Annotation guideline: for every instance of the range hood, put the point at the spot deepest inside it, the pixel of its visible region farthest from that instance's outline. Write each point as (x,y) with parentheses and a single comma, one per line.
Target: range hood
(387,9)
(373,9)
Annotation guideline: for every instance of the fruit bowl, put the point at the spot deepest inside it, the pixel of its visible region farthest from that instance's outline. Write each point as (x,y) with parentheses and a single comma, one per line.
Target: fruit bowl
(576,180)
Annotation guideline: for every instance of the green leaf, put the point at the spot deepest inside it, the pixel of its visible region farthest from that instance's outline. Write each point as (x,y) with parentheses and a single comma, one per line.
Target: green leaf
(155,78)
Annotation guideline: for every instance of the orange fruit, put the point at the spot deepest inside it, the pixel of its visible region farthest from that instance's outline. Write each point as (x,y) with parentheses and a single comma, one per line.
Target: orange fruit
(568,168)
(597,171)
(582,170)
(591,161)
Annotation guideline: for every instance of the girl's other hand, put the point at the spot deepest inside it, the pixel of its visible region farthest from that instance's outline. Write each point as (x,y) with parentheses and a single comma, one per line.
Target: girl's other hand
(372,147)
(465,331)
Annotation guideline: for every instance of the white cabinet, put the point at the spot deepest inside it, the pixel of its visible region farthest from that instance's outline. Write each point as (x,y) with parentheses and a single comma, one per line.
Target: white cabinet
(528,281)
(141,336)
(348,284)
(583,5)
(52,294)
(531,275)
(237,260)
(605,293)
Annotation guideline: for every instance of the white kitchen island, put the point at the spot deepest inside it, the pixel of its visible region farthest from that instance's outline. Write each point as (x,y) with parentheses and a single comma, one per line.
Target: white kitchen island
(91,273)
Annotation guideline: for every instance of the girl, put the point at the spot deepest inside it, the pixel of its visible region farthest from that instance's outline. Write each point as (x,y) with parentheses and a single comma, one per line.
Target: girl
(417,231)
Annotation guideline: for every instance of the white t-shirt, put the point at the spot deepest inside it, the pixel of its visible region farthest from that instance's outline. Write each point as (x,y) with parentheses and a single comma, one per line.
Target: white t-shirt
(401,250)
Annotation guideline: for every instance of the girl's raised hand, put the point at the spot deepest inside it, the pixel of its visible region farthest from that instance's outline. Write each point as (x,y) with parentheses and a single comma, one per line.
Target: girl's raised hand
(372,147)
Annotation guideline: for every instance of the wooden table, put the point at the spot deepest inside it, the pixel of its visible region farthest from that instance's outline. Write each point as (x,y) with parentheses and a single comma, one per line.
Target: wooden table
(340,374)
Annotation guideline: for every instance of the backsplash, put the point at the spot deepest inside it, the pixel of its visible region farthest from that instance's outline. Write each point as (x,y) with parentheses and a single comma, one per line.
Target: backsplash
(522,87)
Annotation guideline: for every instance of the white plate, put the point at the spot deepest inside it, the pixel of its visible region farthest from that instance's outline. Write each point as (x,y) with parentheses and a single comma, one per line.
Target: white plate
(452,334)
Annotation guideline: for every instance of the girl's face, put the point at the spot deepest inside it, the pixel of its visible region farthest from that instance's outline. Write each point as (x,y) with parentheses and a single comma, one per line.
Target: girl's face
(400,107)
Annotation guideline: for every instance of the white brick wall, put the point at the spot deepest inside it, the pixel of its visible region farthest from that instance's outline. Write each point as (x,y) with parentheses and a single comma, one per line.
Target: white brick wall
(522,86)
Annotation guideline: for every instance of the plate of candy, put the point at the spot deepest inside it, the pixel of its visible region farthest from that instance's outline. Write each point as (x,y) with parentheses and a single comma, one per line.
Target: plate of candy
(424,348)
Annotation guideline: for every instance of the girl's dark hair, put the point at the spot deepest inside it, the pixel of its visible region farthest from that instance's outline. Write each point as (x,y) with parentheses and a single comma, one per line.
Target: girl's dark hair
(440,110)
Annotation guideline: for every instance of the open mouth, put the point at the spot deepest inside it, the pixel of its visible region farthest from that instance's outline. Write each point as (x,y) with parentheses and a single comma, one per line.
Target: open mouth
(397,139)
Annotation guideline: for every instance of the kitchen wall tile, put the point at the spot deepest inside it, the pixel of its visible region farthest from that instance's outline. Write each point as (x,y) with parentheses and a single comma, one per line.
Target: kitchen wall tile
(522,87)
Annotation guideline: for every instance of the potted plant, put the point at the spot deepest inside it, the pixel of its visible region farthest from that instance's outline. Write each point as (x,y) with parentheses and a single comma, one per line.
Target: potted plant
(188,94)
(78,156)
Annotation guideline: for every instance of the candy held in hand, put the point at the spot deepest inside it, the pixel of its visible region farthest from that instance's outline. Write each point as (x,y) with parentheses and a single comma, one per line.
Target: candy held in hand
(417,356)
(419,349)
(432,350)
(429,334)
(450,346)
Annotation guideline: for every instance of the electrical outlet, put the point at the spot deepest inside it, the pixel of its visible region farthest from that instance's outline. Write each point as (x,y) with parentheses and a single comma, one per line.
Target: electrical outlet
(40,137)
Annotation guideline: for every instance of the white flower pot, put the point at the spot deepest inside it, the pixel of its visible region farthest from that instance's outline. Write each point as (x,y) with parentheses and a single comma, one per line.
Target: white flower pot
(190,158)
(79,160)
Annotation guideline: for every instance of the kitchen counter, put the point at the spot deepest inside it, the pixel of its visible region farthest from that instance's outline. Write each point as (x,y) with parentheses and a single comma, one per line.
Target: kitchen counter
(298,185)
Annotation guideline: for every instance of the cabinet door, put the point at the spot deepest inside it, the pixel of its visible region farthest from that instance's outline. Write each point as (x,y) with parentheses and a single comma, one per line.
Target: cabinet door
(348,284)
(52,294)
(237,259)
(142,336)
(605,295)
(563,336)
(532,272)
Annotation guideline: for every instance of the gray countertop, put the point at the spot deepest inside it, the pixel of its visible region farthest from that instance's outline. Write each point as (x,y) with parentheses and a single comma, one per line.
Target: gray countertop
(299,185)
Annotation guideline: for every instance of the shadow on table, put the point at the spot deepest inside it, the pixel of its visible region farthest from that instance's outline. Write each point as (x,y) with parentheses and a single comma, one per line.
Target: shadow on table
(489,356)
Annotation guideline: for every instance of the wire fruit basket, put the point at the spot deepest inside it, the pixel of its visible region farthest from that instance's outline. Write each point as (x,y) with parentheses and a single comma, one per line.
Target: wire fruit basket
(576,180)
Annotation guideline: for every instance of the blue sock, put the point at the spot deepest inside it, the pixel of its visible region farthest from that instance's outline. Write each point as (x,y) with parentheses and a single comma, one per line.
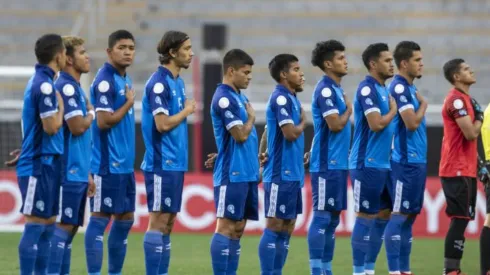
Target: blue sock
(220,250)
(117,244)
(375,243)
(359,243)
(65,266)
(153,246)
(406,245)
(94,243)
(43,249)
(267,251)
(58,245)
(233,257)
(329,244)
(165,260)
(316,240)
(28,247)
(393,241)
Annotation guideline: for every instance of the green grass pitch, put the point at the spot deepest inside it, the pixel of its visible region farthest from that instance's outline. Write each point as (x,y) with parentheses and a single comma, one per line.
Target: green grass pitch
(190,255)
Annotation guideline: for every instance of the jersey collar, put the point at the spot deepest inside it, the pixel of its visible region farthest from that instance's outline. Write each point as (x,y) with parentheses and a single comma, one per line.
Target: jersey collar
(45,69)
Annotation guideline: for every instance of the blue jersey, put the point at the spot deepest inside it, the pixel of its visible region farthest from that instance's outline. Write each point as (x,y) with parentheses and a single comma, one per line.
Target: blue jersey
(371,149)
(113,149)
(39,102)
(76,155)
(167,151)
(285,157)
(329,150)
(236,162)
(409,146)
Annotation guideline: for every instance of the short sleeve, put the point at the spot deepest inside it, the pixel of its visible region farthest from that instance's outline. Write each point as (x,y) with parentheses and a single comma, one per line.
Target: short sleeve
(229,111)
(403,98)
(71,101)
(283,110)
(368,100)
(158,99)
(327,101)
(104,93)
(47,102)
(456,107)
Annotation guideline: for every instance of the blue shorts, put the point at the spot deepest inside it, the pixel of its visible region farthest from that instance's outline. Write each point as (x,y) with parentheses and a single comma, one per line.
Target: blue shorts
(329,190)
(164,191)
(370,190)
(40,193)
(73,198)
(283,200)
(114,193)
(407,187)
(237,201)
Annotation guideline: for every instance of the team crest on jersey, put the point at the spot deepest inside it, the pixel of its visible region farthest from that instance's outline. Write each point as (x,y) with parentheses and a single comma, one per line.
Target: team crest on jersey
(48,102)
(229,115)
(72,102)
(40,205)
(103,100)
(158,100)
(69,212)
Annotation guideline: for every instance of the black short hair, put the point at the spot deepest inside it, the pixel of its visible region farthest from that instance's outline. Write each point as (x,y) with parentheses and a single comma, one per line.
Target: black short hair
(372,52)
(325,50)
(404,51)
(236,58)
(280,63)
(47,46)
(451,67)
(119,35)
(171,40)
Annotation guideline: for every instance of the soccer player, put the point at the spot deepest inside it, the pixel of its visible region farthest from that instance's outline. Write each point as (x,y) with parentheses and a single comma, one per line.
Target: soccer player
(113,153)
(236,168)
(39,165)
(283,172)
(329,153)
(485,179)
(164,127)
(369,160)
(78,117)
(408,159)
(462,119)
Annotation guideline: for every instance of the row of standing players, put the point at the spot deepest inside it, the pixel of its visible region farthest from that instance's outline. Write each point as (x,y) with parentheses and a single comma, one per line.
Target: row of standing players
(56,137)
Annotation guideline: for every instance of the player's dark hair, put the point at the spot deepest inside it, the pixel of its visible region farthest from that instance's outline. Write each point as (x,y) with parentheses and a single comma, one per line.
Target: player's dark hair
(236,58)
(47,46)
(404,51)
(280,63)
(171,40)
(325,50)
(119,35)
(372,52)
(451,67)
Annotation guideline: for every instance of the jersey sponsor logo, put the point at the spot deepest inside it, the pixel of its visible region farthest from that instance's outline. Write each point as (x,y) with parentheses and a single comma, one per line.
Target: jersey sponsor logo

WORK TO COMPLETE - All lines from the line containing "Annotation guideline: for every instance of the row" through the end of the listing above are to be duplicated exactly; include both ends and nothing further.

WRITTEN SOLUTION -
Annotation guideline: for every instance of the row of standing players, put the point at the spot deepest inside it, the pixel of its visible region farthest from that instance's outline. Write each point as (x,y) with parentheses and a single comma, one per line.
Target: row of standing players
(56,137)
Annotation guideline: for every instance of the player's dark hair, put the point at the spot deepest inside it, the pixel of its visible region farthest from that instance's outline. Write each point as (x,y) with parentheses and a single comma, one per line.
Target: player's dark hair
(236,58)
(47,46)
(404,51)
(280,63)
(171,40)
(325,50)
(119,35)
(372,52)
(451,67)
Annotation guideline: for every instance of the jersey sponsor logo, put the point at the spot deepest inside it, the pixel of its visible region farthest from that instance's outline. Write each point as (x,y) with parentheses and a single comma, one per line.
Target: jersey sponsor logo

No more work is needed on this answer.